WRITTEN TASK -> Retype the listing below line for line without changing anything, and leave the pictures out of your copy.

Saved data entries ->
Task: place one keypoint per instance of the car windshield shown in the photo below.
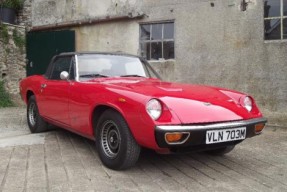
(105, 65)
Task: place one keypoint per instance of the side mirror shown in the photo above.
(64, 75)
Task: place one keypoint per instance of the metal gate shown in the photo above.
(42, 46)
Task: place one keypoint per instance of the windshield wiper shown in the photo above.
(132, 76)
(93, 75)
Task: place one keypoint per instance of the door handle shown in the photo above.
(43, 86)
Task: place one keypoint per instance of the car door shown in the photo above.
(55, 92)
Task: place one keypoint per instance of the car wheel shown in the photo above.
(115, 144)
(221, 151)
(35, 121)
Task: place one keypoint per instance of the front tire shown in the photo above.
(35, 122)
(115, 144)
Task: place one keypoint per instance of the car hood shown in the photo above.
(191, 103)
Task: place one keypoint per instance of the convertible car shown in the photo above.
(119, 101)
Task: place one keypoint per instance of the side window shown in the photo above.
(60, 64)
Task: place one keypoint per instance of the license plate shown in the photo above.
(224, 135)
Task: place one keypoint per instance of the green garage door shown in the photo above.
(42, 46)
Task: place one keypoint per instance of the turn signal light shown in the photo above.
(173, 137)
(176, 137)
(259, 127)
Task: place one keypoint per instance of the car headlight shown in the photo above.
(154, 108)
(247, 103)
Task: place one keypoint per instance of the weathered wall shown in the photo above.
(13, 55)
(218, 45)
(12, 63)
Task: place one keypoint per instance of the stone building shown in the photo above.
(236, 44)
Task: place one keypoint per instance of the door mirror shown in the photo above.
(64, 75)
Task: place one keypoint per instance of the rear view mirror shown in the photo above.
(64, 75)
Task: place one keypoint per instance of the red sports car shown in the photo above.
(119, 101)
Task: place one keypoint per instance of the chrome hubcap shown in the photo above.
(32, 114)
(110, 139)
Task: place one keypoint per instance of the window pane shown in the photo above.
(168, 50)
(156, 50)
(60, 65)
(168, 31)
(156, 32)
(145, 50)
(145, 32)
(285, 29)
(272, 29)
(285, 7)
(271, 8)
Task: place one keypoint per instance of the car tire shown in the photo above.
(115, 143)
(35, 121)
(220, 151)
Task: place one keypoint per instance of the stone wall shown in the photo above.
(12, 62)
(13, 56)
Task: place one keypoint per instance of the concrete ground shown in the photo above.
(61, 161)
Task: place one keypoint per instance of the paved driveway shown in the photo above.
(61, 161)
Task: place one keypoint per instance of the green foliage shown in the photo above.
(5, 100)
(13, 4)
(4, 36)
(19, 39)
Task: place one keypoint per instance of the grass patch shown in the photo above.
(5, 100)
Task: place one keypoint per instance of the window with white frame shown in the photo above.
(157, 40)
(275, 19)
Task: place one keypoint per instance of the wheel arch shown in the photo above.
(28, 95)
(98, 111)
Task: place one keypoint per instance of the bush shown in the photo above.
(5, 100)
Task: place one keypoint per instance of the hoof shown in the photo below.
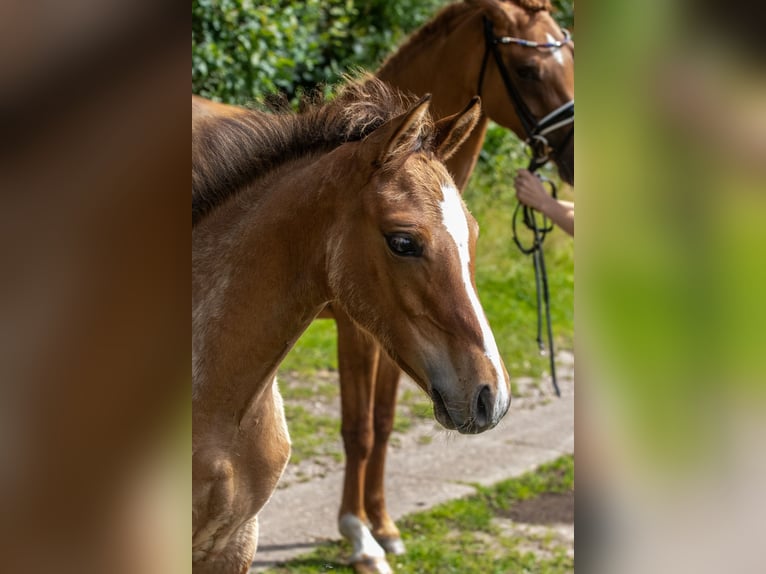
(392, 545)
(369, 565)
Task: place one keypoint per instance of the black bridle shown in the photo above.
(541, 152)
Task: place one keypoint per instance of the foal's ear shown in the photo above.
(453, 130)
(404, 134)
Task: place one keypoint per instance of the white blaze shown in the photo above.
(558, 53)
(453, 218)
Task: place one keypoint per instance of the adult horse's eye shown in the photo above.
(528, 72)
(404, 245)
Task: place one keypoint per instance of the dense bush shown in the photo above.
(242, 49)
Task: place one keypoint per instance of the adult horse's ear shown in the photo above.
(492, 9)
(404, 134)
(453, 130)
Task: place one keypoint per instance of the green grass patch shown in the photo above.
(312, 435)
(462, 537)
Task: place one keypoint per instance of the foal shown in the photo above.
(450, 58)
(348, 203)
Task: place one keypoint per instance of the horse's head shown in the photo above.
(536, 59)
(401, 265)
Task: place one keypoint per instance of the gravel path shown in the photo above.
(422, 473)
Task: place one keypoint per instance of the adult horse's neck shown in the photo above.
(259, 277)
(444, 59)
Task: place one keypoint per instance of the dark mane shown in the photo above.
(441, 25)
(232, 149)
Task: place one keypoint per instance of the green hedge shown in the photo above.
(243, 50)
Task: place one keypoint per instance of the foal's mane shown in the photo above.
(441, 24)
(229, 151)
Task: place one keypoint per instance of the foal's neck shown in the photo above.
(259, 277)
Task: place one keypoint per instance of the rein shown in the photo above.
(541, 151)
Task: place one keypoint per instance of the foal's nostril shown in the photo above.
(483, 407)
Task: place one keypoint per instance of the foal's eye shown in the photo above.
(528, 72)
(404, 245)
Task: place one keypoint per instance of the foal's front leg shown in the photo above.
(357, 364)
(383, 528)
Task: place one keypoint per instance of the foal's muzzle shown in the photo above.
(481, 416)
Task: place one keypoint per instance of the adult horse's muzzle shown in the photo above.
(484, 411)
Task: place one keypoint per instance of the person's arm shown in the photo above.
(530, 191)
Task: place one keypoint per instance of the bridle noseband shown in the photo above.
(541, 152)
(534, 130)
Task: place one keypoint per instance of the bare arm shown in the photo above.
(530, 191)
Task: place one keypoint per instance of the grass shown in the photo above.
(312, 435)
(471, 535)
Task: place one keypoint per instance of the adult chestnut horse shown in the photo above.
(348, 203)
(520, 61)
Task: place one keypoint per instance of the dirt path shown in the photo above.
(423, 473)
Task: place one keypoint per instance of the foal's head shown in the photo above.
(542, 72)
(401, 265)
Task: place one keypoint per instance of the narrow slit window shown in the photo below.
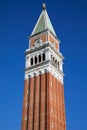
(39, 58)
(43, 56)
(35, 60)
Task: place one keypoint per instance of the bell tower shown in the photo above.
(43, 104)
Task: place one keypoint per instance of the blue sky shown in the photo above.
(17, 20)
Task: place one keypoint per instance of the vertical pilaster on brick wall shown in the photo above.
(24, 111)
(42, 103)
(36, 104)
(30, 118)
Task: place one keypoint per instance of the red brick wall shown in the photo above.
(46, 108)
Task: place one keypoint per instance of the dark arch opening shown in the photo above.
(35, 60)
(43, 56)
(39, 58)
(31, 61)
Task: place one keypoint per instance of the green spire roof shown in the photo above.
(43, 23)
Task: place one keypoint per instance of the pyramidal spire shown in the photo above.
(43, 23)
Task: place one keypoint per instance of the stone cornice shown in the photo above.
(43, 46)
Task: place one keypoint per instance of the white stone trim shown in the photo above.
(43, 69)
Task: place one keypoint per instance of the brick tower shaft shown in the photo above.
(43, 104)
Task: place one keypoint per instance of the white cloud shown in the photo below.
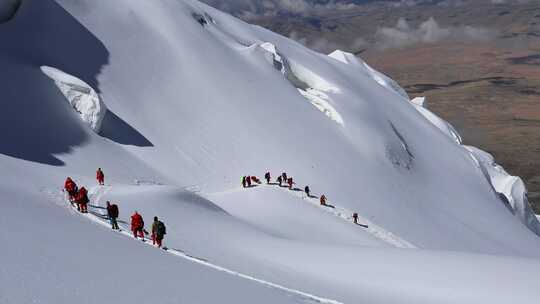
(429, 31)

OUTPUT BELOW ->
Task: place one keypoint per instance of the car windshield shown in the photo below.
(105, 65)
Task: place one keypoint per instance of the side mirror shown in the photo above.
(64, 75)
Task: place one keypoint per instance of the metal gate shown in the photo above.
(42, 46)
Task: place one keypoint per instance of the windshield wiper shown in the photo above.
(132, 76)
(93, 75)
Task: place one keypoint per instance of the door handle shown in the photo above.
(43, 86)
Task: place one keypoint per instance of the car door shown in the photo above.
(55, 92)
Task: place one keypoint per instance of the car wheel shown in the photo above.
(115, 144)
(221, 151)
(35, 121)
Task: place one keypoint per instance of the front tire shown in the photo above.
(35, 122)
(115, 144)
Task: place one keypoint per instance of the car hood shown in the photo above.
(191, 103)
Task: place one keypoint per instance of the convertible car shown in the photo above.
(119, 101)
Task: place one keypoint per instance of the side window shown in the photo above.
(60, 64)
Task: place one keypoint per instance of the license plate shown in the photo above.
(224, 135)
Task: place one keypoint per instance of the green garage door shown in the photo above.
(42, 46)
Task: place one keypoint per instance of the turn signal light shown in the photo above.
(173, 137)
(176, 137)
(259, 127)
Task: place one keypoint per instance of the car headlight shown in the photo above.
(154, 108)
(247, 103)
Task: place one keypoint per instance of the weathered wall shown in the photo above.
(13, 55)
(218, 45)
(12, 63)
Task: place one keypoint per instance of the stone building shown in the photo above.
(236, 44)
Task: place one keypoint per instance of the door mirror shown in the photo above.
(64, 75)
Task: place one keypoint per instance of the rear view mirror shown in the photo above.
(64, 75)
Task: place one keypoint per instance of the red sports car shown in the photo above.
(119, 101)
Task: place one keypoint per instance of the chrome hubcap shown in the photo above.
(32, 114)
(110, 139)
Task: place one keypoint per instance of the window pane shown in the photo above.
(168, 50)
(156, 50)
(60, 65)
(168, 31)
(156, 32)
(145, 50)
(145, 32)
(285, 29)
(272, 29)
(285, 7)
(271, 8)
Task: place one keypoint per instance of the car tire shown in the photo above.
(115, 143)
(35, 121)
(220, 151)
Task: place one keypoint per instance of the stone wall shown in the photo above.
(12, 62)
(13, 56)
Task: place one keypoint per instance of the concrete ground shown in the photo above.
(61, 161)
Task: place one keypoint per instance of the paved driveway shown in the photo above.
(61, 161)
Task: place one keypoint per instance of the green foliage shown in the photo above.
(5, 100)
(13, 4)
(4, 36)
(19, 39)
Task: place one keypoint per instance of the grass patch shown in the photo above.
(5, 100)
Task: place one keypoint per instance of the window with white frame shown in the photo above.
(157, 40)
(275, 19)
Task: place one keypoint per instance of the wheel arch shown in the photo above.
(28, 95)
(98, 111)
Task: place one keypoint per instance of the bush shown in the photo above.
(5, 100)
Task: place one keypoint per instance of the hoof shown in the photo below.
(392, 545)
(369, 565)
Task: place one keypoint per instance of the black bridle shown in the photo above.
(541, 152)
Task: place one keypoint per instance of the foal's ear shown in the photo above.
(453, 130)
(404, 134)
Task: place one keypoint per instance of the white blaze shown in the photo above.
(558, 53)
(453, 218)
Task: place one keypoint per instance of the adult horse's eye shown in the photo above.
(528, 72)
(404, 245)
Task: place one keypoint per instance of the dense bush shown in the photo above.
(242, 49)
Task: place one keypoint per instance of the adult horse's ear shown in the photo above.
(492, 9)
(404, 134)
(453, 130)
Task: place one keypoint per instance of the green grass patch shown in the photo above.
(312, 435)
(462, 537)
Task: place one keypoint per instance of the foal shown in the photo above.
(450, 58)
(348, 203)
Task: place one keypoint per instance of the horse's head shown in the photo above.
(536, 59)
(401, 265)
Task: place one keypoint per instance of the gravel path shown in the photo above.
(422, 473)
Task: place one keypoint per instance of the adult horse's neck shown in the photo above.
(259, 277)
(444, 59)
Task: place one keypoint per instance of the dark mane shown in the photo above.
(441, 25)
(232, 149)
Task: place one keypoint per instance of the green hedge shown in the photo above.
(243, 50)
Task: place one keypoint per instance of the foal's mane shown in the photo above.
(441, 24)
(229, 151)
Task: place one keypoint per instance of the foal's neck shown in the photo above.
(259, 277)
Task: place one keypoint per instance of the rein shown in the photo above.
(541, 151)
Task: place one keypoint per instance of the foal's nostril shown in the photo above.
(483, 407)
Task: place one keypoint per instance of the foal's eye shown in the photo above.
(528, 72)
(404, 245)
Task: place one keypoint per instance of the foal's front leg shown in the photo above.
(357, 364)
(383, 528)
Task: place one keypoint per instance of the foal's muzzle shown in the photo above.
(481, 416)
Task: place one keypoint per instance of the adult horse's muzzle shown in the photo above.
(484, 411)
Task: place one keypoint per instance of the person's arm shown in the photo above.
(530, 191)
Task: place one keypoint per instance of the bridle noseband shown in the photo above.
(541, 152)
(534, 130)
Task: place one keypoint per instance of the bare arm shown in the photo above.
(530, 191)
Task: place one keypoint per instance of the grass shown in the photo above.
(312, 435)
(471, 535)
Task: place one keypoint per instance of the adult chestnut horse shown in the photo above.
(348, 203)
(520, 61)
Task: place one keypoint per instance of the dirt path shown in the photo above.
(423, 473)
Task: place one keypoint per instance of the foal's head shown in the photo above.
(542, 72)
(401, 265)
Task: place one keypoint per instance of the narrow slit window shown in the photo below.
(39, 58)
(43, 56)
(35, 60)
Task: place one keypoint per instance of the bell tower shown in the photo above.
(43, 104)
Task: place one keypoint per instance of the blue sky shown in the photo above.
(17, 20)
Task: place one keypoint per instance of the vertical pilaster on brick wall shown in the photo above.
(24, 111)
(42, 103)
(36, 104)
(30, 118)
Task: place one keypoint per instance of the red brick wall shown in the photo above.
(46, 108)
Task: place one keypoint per instance of the dark arch opening shown in the photo above.
(35, 60)
(43, 56)
(39, 58)
(31, 61)
Task: place one keypoint per instance of the green spire roof shown in the photo above.
(43, 23)
Task: place one keypoint per instance of the pyramidal spire shown in the photo above.
(43, 23)
Task: place one keypoint per instance of the stone cornice shown in the photo above.
(43, 46)
Task: place one keypoint per instance of the white stone trim shown in the photo above.
(43, 69)
Task: place one keypoint per instance of the brick tower shaft shown in the photo above.
(43, 104)
Task: place one keypoint per instance of the white cloud shown in the photo below.
(429, 31)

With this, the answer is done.